▶ **TASK LIST**:
(a) According to the identity service observability page below, what is the error budget for login availability?
(b) Extract every line of the rows below that contains the word "draw".

Identity Service — Observability
Status: populated Owner: TBD Last updated: 2026-04-17 Companion: Service Template · 03 platform-services · 17 Tech Stack
1. Signal model
| Signal | Tool | Emission path |
|---|---|---|
| Traces | OpenTelemetry → OTLP → SigNoz/Tempo | @ghasi/telemetry auto-instruments NestJS, HTTP, pg, NATS |
| Metrics | Prometheus-compatible scrape | /metrics endpoint (Node) + OTEL metrics exporter |
| Logs | Structured JSON → Loki | @ghasi/telemetry logger with traceId, tenantId, userId fields |
| Events | Domain events → NATS → audit-service & BI | Business-level observability |
2. Service level indicators (SLIs)
| SLI | Definition | Source |
|---|---|---|
auth.login.success_rate | count(login.success) / count(login.attempt) over 5 min | metric |
auth.login.latency_p95 | Histogram over 5 min, excluding MFA challenge wait | metric |
auth.mfa.failure_ratio | count(mfa_failed) / count(mfa_attempt) | metric |
auth.refresh.rotation_latency_p95 | — | metric |
license.effective.resolve_latency_p95 | End-to-end incl. tenant-service ancestor call | metric |
license.cache.hit_ratio | hits / (hits + misses) | metric |
license.assignment.event_to_cache_eviction_p95 | Time from publish to key delete | metric (synthetic probe) |
federation.upstream.success_rate | per provider.vendor | metric |
tenant_isolation.cross_tenant_attempts | counter | metric |
outbox.lag_seconds_p95 | Publish delay on unpublished rows | metric |
3. SLOs (initial; reviewed quarterly)
| Objective | Target | Window |
|---|---|---|
| Login success latency | p95 ≤ 400 ms (no MFA); p95 ≤ 800 ms (with MFA) | 28d rolling |
| Login availability | ≥ 99.9% | 28d |
| Refresh latency | p95 ≤ 150 ms | 28d |
| Effective-license resolve | p95 ≤ 120 ms cached, ≤ 500 ms cold | 28d |
| License cache hit ratio | ≥ 90% | 28d |
| License event → cache evict | ≤ 30 s p99 | 28d |
| JWKS endpoint availability | ≥ 99.99% | 28d |
| Outbox publish lag | p95 ≤ 2 s | 28d |
Error budget: 0.1% → 43 min / month for login availability.
4. Dashboards
| Dashboard | Panels |
|---|---|
| Identity — AuthN health | Login attempts + success by backend + vendor; MFA failure rate; latency histograms; circuit-breaker state per IdP |
| Identity — Sessions | Active session count by tenant; refresh rotation rate; refresh-replay counter; logout-all events |
| Identity — Licensing | Cache hit ratio; effective-resolve latency; assignments by status; dependency violation counter |
| Identity — Federation | Upstream IdP error rate; SAML assertion latency; OIDC callback latency |
| Identity — Security | cross_tenant_attempts, refresh_replay, mfa_challenge_failed, break_glass events |
| Identity — Outbox | Unpublished row count + age; relay error rate |
All dashboards tagged with service=identity-service, tenant_id (low-cardinality bucket: tenant_size=small|medium|large).

▶ **DATA ROWS**:
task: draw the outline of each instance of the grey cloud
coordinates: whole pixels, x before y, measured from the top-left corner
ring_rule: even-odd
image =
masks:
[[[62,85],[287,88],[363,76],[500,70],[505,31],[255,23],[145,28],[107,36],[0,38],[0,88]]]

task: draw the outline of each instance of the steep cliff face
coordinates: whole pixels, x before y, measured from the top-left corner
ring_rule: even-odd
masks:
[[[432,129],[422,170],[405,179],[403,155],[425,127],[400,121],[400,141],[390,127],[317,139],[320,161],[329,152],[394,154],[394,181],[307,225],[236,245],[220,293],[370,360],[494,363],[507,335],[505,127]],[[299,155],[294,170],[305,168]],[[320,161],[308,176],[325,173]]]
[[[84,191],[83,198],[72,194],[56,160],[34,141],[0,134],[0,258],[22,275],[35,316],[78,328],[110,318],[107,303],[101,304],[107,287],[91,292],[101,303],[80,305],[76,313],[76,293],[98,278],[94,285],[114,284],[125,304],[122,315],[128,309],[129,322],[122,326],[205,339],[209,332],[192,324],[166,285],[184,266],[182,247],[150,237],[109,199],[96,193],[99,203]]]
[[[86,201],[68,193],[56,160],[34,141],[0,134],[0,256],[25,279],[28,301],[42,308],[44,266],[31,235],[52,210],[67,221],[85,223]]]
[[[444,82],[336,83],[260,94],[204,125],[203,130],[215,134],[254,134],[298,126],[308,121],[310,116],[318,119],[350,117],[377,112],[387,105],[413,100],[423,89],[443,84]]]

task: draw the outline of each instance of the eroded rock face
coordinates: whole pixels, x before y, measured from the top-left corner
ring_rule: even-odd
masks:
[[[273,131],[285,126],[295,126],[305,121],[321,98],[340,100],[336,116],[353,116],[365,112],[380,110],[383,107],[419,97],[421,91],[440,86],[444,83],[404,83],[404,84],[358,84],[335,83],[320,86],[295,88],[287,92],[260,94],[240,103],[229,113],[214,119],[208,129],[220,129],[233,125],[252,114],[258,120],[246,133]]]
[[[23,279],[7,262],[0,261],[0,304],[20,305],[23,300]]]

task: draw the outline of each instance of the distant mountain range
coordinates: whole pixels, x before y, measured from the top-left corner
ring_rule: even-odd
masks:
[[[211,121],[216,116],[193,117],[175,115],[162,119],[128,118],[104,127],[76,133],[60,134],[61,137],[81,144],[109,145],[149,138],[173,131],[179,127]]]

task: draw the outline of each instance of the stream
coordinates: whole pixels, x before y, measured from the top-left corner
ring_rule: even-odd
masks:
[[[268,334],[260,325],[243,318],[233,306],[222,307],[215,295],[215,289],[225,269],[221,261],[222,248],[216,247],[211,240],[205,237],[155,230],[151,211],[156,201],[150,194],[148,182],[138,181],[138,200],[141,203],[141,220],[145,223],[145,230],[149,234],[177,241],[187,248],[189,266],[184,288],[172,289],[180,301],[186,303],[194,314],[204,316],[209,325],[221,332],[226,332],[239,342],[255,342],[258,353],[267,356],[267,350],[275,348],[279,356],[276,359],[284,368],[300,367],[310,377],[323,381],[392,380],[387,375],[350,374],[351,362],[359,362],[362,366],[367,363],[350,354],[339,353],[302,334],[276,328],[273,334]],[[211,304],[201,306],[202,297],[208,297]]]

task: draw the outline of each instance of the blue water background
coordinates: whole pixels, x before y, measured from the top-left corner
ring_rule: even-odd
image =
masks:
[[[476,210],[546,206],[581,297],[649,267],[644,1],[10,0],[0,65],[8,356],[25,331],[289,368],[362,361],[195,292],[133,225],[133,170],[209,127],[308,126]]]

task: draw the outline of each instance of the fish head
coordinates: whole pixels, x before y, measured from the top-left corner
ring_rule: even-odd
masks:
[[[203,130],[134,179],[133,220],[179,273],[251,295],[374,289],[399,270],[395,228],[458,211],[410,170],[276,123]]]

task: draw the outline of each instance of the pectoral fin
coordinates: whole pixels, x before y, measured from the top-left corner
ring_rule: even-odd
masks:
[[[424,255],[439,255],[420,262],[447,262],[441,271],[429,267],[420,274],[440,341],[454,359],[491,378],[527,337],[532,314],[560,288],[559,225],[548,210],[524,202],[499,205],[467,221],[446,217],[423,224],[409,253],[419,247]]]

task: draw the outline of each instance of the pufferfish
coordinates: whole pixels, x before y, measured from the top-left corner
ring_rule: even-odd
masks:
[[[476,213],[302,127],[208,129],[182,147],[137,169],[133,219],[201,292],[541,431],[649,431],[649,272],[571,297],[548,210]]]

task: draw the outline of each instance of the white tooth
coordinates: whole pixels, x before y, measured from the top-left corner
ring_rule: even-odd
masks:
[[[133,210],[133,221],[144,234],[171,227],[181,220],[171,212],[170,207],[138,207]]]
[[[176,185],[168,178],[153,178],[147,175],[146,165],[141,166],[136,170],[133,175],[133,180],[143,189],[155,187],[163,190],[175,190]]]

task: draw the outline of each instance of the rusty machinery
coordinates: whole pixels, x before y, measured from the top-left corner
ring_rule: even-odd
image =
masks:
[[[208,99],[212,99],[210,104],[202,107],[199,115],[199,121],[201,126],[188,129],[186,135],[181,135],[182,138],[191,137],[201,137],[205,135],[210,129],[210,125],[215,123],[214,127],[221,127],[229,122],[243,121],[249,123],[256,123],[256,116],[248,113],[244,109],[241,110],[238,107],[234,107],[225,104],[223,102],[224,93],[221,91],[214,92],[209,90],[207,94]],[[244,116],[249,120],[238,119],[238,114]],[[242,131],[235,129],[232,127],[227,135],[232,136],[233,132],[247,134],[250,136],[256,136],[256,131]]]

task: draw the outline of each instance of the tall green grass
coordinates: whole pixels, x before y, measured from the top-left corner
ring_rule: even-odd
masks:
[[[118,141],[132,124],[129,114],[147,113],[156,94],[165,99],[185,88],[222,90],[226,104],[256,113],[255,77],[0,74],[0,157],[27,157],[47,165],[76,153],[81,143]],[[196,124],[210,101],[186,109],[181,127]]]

▶ **EXPECTED RESULTS**:
(a) 0.1%, or 43 minutes per month.

(b)
task: draw the outline of each instance of the grey cloud
task: draw the outline of each instance of the steep cliff face
task: draw the outline of each instance of the eroded rock face
task: draw the outline of each instance of the distant mountain range
task: draw the outline of each instance of the stream
task: draw the outline of each instance of the blue water background
task: draw the outline of each instance of the fish head
task: draw the outline of each instance of the pectoral fin
task: draw the outline of each instance of the pufferfish
task: draw the outline of each instance of the white tooth
task: draw the outline of each instance of the rusty machinery
task: draw the outline of each instance of the tall green grass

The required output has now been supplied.